__Page text__.
DAILY NEWS STAFF WRITER

July 23rd 2008

 

alg_rushhour.jpg

Theodorakis/News

The price of getting where you need to go just keeps going up. New York

commuters who've been spared pain at the gas pump may be getting hit with

back-to-back fare hikes - and another in 2011.

 

Straphangers would be hit with a fare hike next year - and another in 2011 - under a preliminary financial plan released Wednesday by the Metropolitan Transportation Authority.

 

"I recognize that what we are proposing is difficult, but our challenges are sobering," MTA CEO Elliot Sander said.

 

Several board members voiced opposition to asking more from subway, bus, commuter train riders - and drivers - so soon after the last increase. They said the authority can do more to find savings - but others conceded that the MTA can't cut its way out of the financial crisis.

 

If approved by the MTA board in December, the first hike would go into effect July - an 8% rise that would generate an additional $202 million in fare and toll increases.

 

It would mark just the second time there were back-to-back hikes, the last in 1980 and 1981.

 

Officials also penciled in 5% in hikes for January 2011 but later said that's by no means a firm date. Increases traditionally hit in March or April.

 

The MTA, which raised fares and tolls in March, had previously said that would be followed by regular increases every other year tied to the rate of inflation, with the next hitting in 2010.

 

The accelerated schedule is required because of soaring fuel prices, coupled with declining revenue from certain real estate transactions, which blew a $700 million hole in MTA finances on top of an already projected $200 million shortfall for next year.

 

The MTA hasn't specified how individual MetroCard prices might be affected, but a 25-cent increase in the base subway bus fare is expected as the base fare hasn't been altered for several years.

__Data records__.

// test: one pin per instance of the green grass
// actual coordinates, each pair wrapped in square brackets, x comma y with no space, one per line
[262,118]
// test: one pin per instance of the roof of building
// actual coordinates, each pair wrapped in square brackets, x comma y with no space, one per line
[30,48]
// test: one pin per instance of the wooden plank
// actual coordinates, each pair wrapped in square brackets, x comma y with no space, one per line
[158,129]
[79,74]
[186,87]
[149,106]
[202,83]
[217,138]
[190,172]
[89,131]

* * *

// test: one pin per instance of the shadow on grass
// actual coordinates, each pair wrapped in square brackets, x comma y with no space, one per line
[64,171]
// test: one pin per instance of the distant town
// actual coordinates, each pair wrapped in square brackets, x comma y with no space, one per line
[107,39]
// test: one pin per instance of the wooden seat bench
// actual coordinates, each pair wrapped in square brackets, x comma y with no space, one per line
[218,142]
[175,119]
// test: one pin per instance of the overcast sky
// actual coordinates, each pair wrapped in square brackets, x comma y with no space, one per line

---

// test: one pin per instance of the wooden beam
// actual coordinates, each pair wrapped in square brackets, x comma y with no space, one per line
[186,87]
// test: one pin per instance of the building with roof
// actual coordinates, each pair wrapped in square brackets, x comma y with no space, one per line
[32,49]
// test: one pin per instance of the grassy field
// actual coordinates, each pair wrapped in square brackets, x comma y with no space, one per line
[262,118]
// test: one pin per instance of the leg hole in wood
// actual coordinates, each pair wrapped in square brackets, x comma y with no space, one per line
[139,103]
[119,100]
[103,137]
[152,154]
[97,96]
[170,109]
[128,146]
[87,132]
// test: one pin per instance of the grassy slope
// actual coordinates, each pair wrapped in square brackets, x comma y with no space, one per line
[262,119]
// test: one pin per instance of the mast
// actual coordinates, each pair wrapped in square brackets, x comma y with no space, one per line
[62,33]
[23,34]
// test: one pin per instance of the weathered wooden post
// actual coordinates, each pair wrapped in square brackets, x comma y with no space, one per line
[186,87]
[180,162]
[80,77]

__Written exercise A__.
Answer these questions from the fare hike article:
(i) Who is the CEO of the MTA?
(ii) By what percentage would the first hike raise fares and tolls, and how much extra money would it generate?
(iii) In which years did the last back-to-back hikes occur?
__Written exercise B__. List every dollar amount given in the fare hike article.
__Written exercise C__. Repeat the stretch of the fare hike article from "alg_rushhour.jpg" through "another in 2011.".

__Response A__.
(i) Elliot Sander
(ii) 8%, generating an additional $202 million
(iii) 1980 and 1981

__Response B__.
$202 million
$700 million
$200 million

__Response C__.
alg_rushhour.jpg

Theodorakis/News

The price of getting where you need to go just keeps going up. New York

commuters who've been spared pain at the gas pump may be getting hit with

back-to-back fare hikes - and another in 2011.